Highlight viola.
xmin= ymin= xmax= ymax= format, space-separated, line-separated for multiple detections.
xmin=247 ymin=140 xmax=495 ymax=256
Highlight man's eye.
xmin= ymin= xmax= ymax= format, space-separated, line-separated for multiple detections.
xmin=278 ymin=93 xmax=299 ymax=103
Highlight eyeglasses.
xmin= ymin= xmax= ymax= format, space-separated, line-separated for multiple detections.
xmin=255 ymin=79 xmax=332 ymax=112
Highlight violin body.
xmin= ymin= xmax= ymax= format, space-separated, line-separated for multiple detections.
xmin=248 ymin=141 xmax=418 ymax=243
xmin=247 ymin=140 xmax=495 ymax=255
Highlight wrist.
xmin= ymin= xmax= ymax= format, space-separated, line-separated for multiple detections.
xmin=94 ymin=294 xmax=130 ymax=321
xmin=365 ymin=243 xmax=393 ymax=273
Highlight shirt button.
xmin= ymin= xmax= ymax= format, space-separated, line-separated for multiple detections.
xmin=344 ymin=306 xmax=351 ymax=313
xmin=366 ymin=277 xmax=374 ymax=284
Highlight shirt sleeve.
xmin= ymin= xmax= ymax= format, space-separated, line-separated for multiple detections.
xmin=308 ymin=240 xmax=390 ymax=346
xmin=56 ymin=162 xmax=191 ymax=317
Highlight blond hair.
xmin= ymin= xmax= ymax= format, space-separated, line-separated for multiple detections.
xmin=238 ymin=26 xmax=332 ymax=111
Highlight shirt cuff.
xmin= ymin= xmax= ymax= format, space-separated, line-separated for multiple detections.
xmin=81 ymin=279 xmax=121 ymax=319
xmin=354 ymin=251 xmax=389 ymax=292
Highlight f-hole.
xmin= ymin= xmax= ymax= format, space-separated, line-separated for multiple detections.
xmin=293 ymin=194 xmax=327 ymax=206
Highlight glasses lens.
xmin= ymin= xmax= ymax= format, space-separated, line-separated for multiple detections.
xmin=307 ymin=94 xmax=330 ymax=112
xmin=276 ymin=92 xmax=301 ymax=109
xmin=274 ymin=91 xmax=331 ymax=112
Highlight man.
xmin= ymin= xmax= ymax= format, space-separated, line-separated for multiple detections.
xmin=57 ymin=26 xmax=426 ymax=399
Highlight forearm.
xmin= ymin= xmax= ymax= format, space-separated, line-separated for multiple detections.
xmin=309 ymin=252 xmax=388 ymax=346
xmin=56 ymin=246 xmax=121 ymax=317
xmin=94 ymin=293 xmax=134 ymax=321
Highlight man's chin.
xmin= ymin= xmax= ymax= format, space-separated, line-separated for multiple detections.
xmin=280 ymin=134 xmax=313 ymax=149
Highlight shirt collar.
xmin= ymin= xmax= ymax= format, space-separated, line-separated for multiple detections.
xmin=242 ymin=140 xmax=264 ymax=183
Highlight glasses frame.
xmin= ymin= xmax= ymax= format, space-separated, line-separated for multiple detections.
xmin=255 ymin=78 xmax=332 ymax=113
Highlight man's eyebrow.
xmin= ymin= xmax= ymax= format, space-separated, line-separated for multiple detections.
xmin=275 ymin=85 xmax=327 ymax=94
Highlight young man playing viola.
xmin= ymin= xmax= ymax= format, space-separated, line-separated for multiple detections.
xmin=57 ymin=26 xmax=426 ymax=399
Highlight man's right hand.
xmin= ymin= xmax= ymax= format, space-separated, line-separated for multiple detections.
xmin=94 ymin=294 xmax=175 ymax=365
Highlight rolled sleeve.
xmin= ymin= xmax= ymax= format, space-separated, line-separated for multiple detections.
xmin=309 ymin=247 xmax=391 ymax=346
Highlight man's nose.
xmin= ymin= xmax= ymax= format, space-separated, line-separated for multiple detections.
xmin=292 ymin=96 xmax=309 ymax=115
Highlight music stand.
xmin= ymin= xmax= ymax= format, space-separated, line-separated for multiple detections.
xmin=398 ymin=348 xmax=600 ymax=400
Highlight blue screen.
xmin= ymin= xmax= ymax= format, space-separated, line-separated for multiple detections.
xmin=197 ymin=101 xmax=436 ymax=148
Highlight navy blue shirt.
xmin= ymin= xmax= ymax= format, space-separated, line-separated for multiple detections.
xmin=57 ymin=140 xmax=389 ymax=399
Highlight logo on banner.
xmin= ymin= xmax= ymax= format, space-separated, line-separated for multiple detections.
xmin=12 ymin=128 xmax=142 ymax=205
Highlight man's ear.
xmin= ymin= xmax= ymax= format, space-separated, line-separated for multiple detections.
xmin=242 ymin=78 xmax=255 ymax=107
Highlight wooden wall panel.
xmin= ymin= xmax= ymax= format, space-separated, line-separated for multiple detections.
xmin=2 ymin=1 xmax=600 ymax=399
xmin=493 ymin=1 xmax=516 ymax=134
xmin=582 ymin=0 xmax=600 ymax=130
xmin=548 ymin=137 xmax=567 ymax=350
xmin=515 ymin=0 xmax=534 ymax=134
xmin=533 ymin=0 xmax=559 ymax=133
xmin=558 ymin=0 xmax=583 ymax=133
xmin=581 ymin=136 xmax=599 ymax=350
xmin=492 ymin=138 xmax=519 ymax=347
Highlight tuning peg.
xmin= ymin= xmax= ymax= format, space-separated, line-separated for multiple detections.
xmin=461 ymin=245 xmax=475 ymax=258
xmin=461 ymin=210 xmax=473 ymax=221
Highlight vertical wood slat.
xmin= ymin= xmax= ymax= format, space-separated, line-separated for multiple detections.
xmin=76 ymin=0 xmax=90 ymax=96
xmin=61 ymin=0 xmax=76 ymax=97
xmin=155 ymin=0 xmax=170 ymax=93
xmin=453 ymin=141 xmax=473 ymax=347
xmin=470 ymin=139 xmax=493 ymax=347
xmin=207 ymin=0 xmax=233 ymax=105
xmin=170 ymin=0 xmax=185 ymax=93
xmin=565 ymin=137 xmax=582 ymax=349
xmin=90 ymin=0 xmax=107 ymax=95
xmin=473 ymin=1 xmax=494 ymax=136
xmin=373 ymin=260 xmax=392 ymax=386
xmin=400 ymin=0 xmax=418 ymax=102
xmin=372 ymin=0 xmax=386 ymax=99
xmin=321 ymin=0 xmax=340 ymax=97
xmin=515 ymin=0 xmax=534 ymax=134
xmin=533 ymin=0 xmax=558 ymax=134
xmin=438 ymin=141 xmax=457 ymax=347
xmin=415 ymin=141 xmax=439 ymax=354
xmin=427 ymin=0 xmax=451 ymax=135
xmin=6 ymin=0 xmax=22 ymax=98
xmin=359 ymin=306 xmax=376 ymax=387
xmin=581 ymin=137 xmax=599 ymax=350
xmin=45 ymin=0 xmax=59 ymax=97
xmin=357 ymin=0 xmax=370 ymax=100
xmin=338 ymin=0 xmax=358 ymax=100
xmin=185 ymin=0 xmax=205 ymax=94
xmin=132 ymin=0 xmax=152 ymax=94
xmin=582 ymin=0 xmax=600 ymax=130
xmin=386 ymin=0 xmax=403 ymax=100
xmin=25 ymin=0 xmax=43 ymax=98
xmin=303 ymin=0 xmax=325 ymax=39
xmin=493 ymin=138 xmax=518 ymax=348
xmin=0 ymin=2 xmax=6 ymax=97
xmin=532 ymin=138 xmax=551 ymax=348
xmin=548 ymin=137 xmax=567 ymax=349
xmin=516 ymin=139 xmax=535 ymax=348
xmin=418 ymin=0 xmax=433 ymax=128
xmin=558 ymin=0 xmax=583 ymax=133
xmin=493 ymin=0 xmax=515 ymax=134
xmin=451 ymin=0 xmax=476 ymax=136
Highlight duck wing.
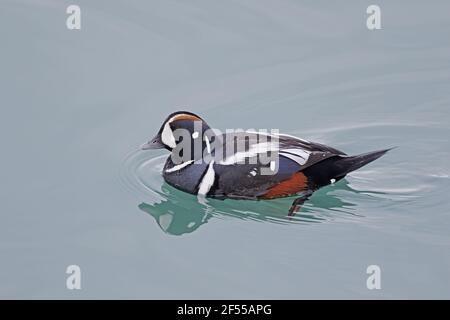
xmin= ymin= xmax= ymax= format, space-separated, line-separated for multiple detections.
xmin=276 ymin=133 xmax=346 ymax=170
xmin=208 ymin=132 xmax=345 ymax=199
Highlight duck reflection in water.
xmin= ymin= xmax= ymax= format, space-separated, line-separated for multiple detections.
xmin=138 ymin=180 xmax=374 ymax=236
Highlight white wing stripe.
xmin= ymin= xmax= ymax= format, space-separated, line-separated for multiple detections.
xmin=280 ymin=148 xmax=309 ymax=160
xmin=219 ymin=142 xmax=278 ymax=165
xmin=279 ymin=152 xmax=308 ymax=165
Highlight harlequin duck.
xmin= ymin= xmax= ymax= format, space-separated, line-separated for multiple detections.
xmin=142 ymin=111 xmax=391 ymax=214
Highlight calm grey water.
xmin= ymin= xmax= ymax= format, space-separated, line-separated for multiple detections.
xmin=1 ymin=0 xmax=450 ymax=299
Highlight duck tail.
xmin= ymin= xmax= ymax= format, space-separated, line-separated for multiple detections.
xmin=333 ymin=147 xmax=394 ymax=177
xmin=303 ymin=147 xmax=394 ymax=189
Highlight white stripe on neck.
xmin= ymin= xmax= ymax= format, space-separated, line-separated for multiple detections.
xmin=197 ymin=160 xmax=215 ymax=196
xmin=165 ymin=160 xmax=194 ymax=173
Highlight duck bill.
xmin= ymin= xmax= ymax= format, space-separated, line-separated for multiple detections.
xmin=141 ymin=134 xmax=165 ymax=150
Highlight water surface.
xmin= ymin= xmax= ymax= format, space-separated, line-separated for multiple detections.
xmin=1 ymin=0 xmax=450 ymax=298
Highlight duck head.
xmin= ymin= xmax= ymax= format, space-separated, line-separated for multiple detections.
xmin=141 ymin=111 xmax=213 ymax=162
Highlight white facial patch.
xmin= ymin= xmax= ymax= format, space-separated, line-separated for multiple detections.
xmin=161 ymin=114 xmax=201 ymax=149
xmin=204 ymin=135 xmax=211 ymax=154
xmin=161 ymin=122 xmax=176 ymax=148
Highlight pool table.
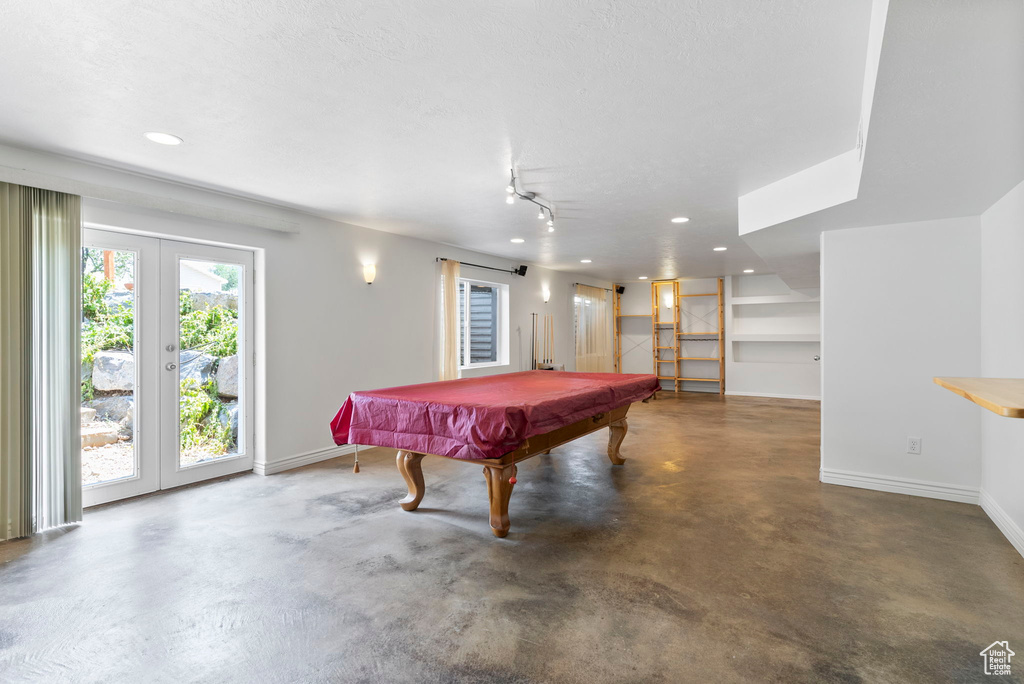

TASK TO CARRY OUT: Copy each line above containing the string "sleeve".

RESULT OF THE TASK:
Highlight shirt sleeve.
Highlight rolled sleeve.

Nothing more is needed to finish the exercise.